In questo modo, e per molte persone, le montagne sono diventate oggetto di desiderio, come se fossero degli spazi di insularizzazione in cui rendersi immuni dai rischi, altrimenti comuni, della convivenza del vivere urbano.
Quest’anno in molti piccole località gli abitanti sono aumentati in periodi e con modi differenti da quelli consueti dei ripopolamenti stagionali. In due Comuni su tre fra quelli che ho analizzato sono state messe a disposizione tecnologie WI-FI e spazi di condivisione allo scopo di consentire lo smart working ai nuovi abitanti. Nel clima instabile di questa stagione di emergenze sono state adottate soluzioni, anche parziali e momentanee, che sembrano essere solo la parte visibile di un fenomeno più esteso che potrebbe svilupparsi nel prossimo futuro producendo metamorfosi più che significative.

### DATI MOSTRATI
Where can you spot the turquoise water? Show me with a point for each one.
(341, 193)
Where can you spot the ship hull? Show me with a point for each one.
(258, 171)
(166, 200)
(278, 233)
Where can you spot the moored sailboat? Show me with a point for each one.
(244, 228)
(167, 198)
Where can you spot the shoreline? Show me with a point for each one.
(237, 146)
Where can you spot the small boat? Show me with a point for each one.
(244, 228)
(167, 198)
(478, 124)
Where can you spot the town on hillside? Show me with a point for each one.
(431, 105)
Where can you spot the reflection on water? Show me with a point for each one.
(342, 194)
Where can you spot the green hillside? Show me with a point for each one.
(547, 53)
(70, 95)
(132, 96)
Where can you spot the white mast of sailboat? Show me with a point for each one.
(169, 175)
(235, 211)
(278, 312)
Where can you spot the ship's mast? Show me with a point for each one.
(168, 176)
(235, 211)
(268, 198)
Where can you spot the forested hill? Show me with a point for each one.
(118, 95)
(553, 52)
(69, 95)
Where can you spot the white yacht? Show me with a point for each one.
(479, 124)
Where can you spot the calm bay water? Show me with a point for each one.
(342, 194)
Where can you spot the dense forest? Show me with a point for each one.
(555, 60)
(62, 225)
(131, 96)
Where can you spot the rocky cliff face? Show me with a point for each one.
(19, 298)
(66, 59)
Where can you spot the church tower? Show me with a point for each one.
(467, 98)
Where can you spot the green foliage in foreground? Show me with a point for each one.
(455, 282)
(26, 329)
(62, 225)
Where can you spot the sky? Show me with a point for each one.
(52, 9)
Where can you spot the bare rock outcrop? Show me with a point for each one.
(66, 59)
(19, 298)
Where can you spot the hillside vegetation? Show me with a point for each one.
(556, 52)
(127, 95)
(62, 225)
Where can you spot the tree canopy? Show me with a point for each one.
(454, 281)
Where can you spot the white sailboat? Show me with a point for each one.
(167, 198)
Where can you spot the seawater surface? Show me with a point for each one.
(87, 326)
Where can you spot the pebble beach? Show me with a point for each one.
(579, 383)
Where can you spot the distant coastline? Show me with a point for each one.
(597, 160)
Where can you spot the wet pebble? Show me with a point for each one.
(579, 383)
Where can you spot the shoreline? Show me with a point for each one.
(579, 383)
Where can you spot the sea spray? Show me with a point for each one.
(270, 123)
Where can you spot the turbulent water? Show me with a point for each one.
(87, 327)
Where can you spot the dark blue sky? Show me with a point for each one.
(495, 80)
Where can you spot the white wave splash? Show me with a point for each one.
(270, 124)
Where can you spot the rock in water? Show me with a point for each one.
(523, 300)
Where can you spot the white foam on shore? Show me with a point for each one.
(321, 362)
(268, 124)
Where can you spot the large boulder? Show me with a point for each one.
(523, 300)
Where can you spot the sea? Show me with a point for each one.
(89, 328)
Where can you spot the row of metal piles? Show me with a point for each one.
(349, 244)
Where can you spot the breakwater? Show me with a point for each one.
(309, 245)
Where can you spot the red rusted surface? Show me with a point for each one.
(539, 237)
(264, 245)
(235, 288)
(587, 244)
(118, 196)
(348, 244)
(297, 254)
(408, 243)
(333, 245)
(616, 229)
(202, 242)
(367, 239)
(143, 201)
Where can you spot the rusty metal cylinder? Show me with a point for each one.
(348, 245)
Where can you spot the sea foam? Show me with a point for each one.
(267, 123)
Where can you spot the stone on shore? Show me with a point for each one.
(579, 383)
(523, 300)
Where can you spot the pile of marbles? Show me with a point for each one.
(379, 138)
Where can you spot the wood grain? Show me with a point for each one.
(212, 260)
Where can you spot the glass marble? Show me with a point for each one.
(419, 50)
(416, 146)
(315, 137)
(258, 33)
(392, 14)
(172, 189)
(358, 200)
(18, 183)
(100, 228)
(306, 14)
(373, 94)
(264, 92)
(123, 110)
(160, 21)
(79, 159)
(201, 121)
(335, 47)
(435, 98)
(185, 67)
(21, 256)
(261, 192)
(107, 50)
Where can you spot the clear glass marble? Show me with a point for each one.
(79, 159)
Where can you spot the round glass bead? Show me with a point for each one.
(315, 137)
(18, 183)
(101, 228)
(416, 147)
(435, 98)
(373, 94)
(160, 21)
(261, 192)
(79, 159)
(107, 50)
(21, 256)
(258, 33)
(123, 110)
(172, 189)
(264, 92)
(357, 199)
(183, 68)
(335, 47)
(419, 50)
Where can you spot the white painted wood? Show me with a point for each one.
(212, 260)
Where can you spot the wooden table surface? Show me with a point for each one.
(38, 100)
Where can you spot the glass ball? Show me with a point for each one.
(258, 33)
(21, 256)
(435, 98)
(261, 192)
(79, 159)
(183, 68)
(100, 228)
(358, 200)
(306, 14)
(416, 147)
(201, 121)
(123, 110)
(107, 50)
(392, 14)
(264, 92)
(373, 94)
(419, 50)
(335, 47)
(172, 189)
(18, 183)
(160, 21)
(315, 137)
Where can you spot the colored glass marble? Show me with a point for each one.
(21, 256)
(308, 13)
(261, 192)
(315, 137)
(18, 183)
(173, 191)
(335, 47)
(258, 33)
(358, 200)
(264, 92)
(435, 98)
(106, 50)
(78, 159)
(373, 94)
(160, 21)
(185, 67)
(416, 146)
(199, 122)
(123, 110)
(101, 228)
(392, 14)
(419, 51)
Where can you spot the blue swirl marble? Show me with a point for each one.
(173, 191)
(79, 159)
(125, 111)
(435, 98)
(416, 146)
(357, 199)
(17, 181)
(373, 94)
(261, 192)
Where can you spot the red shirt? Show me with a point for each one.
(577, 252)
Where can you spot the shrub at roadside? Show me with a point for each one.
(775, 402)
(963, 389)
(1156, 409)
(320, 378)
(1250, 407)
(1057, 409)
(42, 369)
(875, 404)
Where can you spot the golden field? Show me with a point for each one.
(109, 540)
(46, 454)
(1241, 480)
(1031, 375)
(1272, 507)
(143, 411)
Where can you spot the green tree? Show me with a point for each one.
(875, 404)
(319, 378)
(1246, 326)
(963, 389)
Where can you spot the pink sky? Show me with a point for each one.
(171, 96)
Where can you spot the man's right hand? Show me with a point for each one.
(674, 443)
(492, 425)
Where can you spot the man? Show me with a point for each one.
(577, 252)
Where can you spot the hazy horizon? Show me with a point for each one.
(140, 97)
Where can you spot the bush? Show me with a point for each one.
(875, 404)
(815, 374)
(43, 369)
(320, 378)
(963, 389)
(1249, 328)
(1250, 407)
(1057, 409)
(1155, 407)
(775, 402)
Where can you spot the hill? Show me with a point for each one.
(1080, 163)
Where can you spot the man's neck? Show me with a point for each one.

### COMPITO
Riprendi, per favore, il testo sulle montagne e sui nuovi abitanti delle piccole località, proseguendo subito dopo la sua ultima frase.

### RISPOSTA ATTESA
Gli abitanti dei comuni di montagna che ho intervistato sono facilmente ascrivibili alla categoria dei “montanari per scelta” e sembrano molto consapevoli della ricchezza delle situazioni in cui vivono. Anche la distanza dalla città e da alcuni servizi, in un mondo in cui il trasporto privato ha una diffusione capillare, è ritenuta come un prezzo da pagare che è ampiamente compensato da altri elementi di valore. Fare parte di comunità coese, in cui ci si aiuta reciprocamente allo scopo di continuare a vivere “il paese”, è un’attitudine individuata come dimensione elettiva che facilita il dialogo con un ambiente salubre ed esteticamente apprezzabile.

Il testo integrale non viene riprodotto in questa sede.